• **QUOTED PASSAGE**:
To develop into a fully integrated, emotionally healthy person means you must learn how to deal with resentment, sadness, disappointment and hurt without beating yourself up, or someone else. Addiction is an act of violence toward yourself.In addition, the witnesses to that violence, i.e. family members, are affected deeply.
If adults around you were preoccupied with their own difficulties, abandonment issues are a consequence. When your parent was not present physically and emotionally for reasons such as narcissism, addiction, addiction to anger, codependency, workaholism, illness or death etc., you interpret that as something being wrong with you.
Because children model self-care, or lack thereof from their primary caregivers, they judge themselves as worthy or unworthy, depending on how they are treated by parenting figures.
Family of origin work involves correcting this interpretation and creating a healthy self-image. This work involves becoming aware of how you were parented. It's not done from a perspective of blaming. It is a process of seeing and accepting yourself and your parents as fallible humans. It requires self-honesty, compassion and support.
This essential personal work identifies areas of wounded-ness in your parents' lives that resulted in the passing down of abusive behaviors and negative messages. Re-parenting yourself in this way is powerful.
This is combined with a daily clearing of the buildup of toxic emotions such as anger, resentment, fear and shame, in order to interrupt the familiar by dysfuncional patterns that result in your wanting explode at someone, turn the anger on yourself, or distract yourself with compulsive behaviors.

• **ENTRIES PROVIDED**:

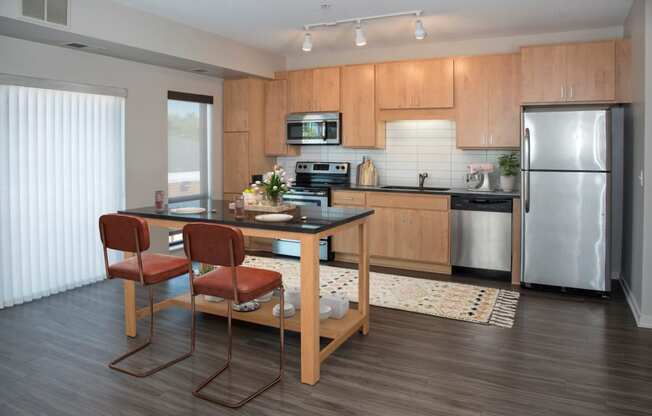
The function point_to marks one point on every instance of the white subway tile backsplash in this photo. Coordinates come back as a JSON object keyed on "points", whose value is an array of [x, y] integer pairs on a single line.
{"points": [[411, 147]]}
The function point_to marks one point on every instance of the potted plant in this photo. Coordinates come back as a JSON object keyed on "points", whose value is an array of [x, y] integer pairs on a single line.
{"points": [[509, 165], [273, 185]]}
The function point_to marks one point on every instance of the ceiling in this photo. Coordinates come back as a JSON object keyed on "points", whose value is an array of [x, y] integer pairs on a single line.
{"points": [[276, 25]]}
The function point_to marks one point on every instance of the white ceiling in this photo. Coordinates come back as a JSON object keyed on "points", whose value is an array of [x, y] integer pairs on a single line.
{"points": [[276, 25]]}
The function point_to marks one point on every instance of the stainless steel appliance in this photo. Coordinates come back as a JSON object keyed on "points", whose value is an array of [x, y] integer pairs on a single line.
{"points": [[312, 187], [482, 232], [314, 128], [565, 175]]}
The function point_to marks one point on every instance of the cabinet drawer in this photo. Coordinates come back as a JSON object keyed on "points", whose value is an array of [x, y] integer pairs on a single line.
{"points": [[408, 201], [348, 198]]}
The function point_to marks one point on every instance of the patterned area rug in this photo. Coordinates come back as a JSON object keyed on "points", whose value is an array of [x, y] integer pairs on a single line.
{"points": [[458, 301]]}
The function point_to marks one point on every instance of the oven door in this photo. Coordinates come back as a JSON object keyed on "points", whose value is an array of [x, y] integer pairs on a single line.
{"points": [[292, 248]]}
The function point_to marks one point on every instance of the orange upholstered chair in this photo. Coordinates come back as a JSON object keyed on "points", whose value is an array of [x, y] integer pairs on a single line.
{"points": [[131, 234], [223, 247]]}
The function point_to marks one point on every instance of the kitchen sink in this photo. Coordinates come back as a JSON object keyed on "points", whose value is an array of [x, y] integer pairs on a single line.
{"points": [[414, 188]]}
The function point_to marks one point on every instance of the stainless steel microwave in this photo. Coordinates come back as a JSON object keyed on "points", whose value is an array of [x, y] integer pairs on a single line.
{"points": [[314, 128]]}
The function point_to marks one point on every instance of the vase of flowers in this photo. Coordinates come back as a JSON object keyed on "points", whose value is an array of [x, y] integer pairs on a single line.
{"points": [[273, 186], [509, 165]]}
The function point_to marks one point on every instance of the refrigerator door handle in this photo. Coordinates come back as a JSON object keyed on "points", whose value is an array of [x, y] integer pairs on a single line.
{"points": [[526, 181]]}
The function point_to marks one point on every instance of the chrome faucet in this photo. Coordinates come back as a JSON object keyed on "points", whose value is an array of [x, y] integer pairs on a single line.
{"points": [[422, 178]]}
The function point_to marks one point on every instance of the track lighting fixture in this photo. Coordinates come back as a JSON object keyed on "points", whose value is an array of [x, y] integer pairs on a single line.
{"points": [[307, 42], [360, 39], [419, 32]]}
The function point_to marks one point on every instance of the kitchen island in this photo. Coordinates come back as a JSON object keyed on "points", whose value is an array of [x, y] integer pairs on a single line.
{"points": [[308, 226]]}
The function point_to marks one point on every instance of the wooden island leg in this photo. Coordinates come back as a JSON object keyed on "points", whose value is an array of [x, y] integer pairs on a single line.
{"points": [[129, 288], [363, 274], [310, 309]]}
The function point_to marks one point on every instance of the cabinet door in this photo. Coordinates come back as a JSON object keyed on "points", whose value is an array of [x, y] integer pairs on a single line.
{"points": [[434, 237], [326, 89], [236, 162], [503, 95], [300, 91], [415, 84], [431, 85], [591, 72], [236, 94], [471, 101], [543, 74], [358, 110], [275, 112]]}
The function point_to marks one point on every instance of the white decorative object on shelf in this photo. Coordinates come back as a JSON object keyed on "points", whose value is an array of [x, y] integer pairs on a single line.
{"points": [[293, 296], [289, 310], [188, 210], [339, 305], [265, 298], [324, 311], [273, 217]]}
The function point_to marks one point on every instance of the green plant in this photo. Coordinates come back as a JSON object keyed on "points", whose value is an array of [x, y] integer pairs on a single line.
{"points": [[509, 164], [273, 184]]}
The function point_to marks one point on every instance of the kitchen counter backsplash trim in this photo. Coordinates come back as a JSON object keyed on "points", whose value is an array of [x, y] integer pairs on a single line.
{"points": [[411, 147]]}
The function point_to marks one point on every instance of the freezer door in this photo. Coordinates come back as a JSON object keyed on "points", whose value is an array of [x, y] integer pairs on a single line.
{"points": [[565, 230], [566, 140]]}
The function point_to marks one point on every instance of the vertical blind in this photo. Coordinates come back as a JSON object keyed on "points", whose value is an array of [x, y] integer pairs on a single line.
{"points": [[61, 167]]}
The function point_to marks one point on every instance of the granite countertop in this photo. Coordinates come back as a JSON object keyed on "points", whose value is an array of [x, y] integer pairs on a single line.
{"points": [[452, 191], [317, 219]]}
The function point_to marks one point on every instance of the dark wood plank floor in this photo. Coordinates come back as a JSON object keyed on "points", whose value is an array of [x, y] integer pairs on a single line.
---
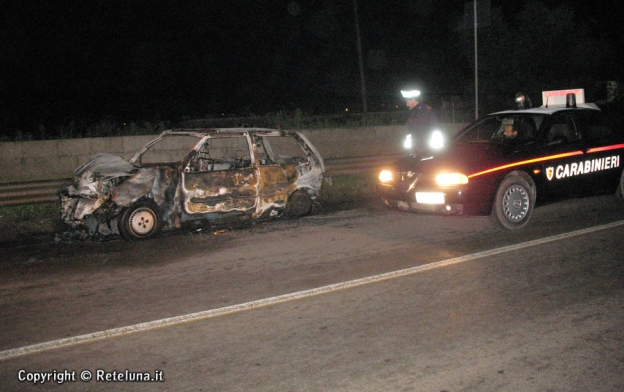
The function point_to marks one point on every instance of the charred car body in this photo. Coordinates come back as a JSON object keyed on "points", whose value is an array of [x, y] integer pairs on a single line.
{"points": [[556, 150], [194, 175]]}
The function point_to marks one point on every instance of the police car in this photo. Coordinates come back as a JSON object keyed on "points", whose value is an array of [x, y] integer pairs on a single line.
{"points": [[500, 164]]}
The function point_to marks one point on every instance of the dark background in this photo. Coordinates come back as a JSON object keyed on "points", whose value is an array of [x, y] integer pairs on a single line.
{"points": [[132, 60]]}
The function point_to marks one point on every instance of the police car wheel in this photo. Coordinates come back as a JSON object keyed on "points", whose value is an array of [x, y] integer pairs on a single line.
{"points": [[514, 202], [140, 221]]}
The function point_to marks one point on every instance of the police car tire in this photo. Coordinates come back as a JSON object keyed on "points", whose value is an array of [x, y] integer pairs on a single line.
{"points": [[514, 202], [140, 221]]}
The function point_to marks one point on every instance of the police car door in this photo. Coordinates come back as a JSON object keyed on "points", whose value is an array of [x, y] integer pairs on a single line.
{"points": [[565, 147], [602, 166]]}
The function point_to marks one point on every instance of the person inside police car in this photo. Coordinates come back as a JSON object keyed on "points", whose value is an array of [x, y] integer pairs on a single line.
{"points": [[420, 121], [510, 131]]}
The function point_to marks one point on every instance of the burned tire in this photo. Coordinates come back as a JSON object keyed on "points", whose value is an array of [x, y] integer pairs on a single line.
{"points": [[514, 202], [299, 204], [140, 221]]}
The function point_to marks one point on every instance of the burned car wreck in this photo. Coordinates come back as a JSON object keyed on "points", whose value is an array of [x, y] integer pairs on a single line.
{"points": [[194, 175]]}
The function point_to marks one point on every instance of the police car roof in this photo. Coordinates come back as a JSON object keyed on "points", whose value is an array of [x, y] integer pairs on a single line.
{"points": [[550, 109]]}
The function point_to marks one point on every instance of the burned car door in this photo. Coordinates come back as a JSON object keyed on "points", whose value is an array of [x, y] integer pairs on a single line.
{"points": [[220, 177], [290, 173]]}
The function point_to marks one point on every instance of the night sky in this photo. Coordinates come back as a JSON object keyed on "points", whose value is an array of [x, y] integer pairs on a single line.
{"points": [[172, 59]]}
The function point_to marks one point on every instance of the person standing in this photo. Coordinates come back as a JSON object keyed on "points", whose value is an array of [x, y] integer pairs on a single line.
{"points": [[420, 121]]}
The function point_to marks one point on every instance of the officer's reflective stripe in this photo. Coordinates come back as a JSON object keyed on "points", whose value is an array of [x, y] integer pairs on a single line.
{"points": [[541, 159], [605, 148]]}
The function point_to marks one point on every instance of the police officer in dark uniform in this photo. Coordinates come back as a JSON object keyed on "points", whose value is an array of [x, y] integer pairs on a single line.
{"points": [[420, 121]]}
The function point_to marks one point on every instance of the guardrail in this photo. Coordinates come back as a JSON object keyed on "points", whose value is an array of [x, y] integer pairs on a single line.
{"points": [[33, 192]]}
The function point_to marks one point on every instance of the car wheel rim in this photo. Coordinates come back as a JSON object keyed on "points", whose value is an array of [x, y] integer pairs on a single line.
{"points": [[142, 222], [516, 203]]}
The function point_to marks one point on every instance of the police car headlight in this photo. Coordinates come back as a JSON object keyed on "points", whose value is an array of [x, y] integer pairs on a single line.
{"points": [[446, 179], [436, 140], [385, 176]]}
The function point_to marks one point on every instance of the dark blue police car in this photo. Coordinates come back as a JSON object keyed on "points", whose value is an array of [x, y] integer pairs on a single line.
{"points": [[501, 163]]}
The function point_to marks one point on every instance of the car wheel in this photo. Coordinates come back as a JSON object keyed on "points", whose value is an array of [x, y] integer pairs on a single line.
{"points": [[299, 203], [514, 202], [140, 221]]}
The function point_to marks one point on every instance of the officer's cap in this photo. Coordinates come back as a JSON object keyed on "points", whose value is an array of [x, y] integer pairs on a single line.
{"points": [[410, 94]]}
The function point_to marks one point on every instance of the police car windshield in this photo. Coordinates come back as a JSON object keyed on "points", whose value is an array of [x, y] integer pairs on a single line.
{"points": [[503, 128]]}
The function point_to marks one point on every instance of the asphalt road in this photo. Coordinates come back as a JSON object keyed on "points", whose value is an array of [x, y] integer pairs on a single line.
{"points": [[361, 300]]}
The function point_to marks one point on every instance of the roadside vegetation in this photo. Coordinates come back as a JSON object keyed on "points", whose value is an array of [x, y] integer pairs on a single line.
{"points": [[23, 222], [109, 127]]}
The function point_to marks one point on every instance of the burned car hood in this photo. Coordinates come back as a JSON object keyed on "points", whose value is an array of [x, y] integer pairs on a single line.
---
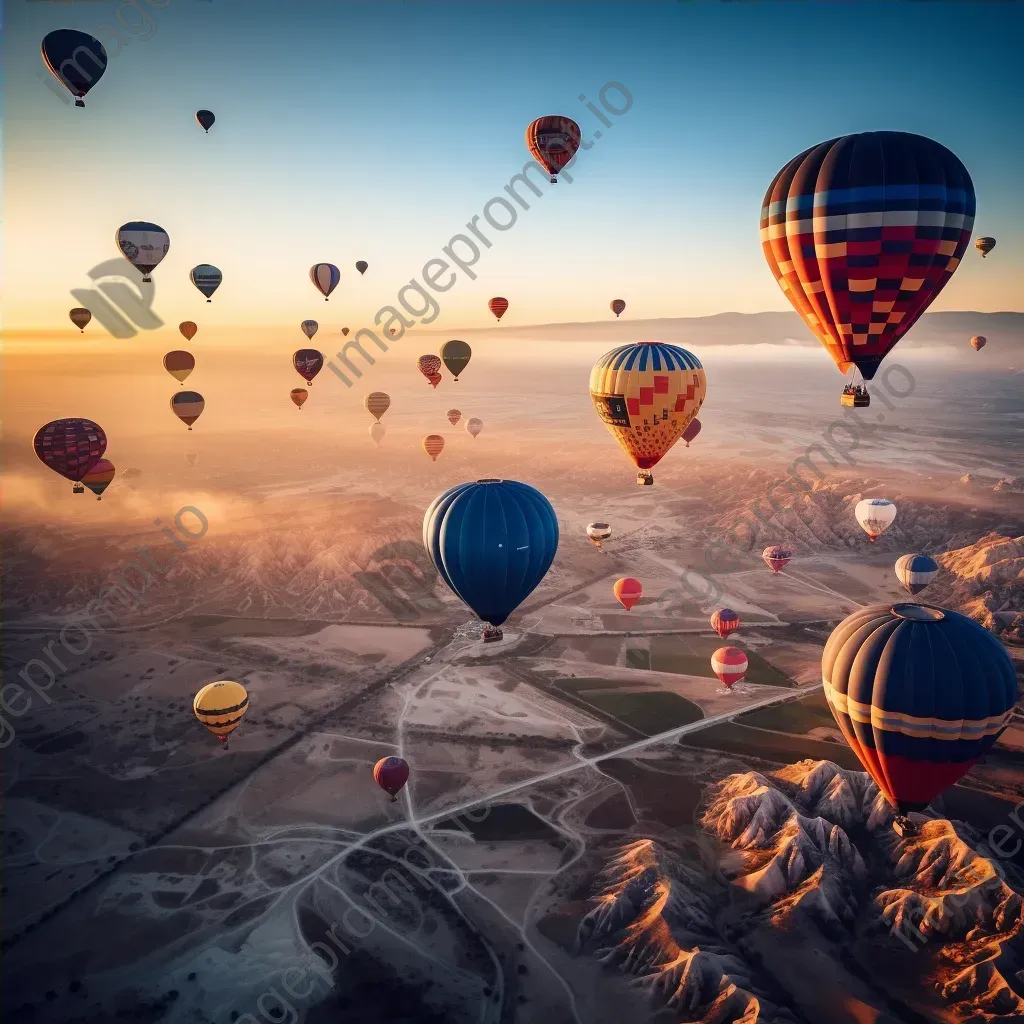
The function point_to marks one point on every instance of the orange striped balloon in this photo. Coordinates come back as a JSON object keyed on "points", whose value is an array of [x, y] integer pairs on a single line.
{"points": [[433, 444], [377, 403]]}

• **WHAT YOU ARE ASKED TO DO**:
Reproduce the passage on family of origin work from "This essential personal" up to and including "with compulsive behaviors.", switching "toxic emotions" to "harmful emotions".

• **OUTPUT**:
This essential personal work identifies areas of wounded-ness in your parents' lives that resulted in the passing down of abusive behaviors and negative messages. Re-parenting yourself in this way is powerful.
This is combined with a daily clearing of the buildup of harmful emotions such as anger, resentment, fear and shame, in order to interrupt the familiar by dysfuncional patterns that result in your wanting explode at someone, turn the anger on yourself, or distract yourself with compulsive behaviors.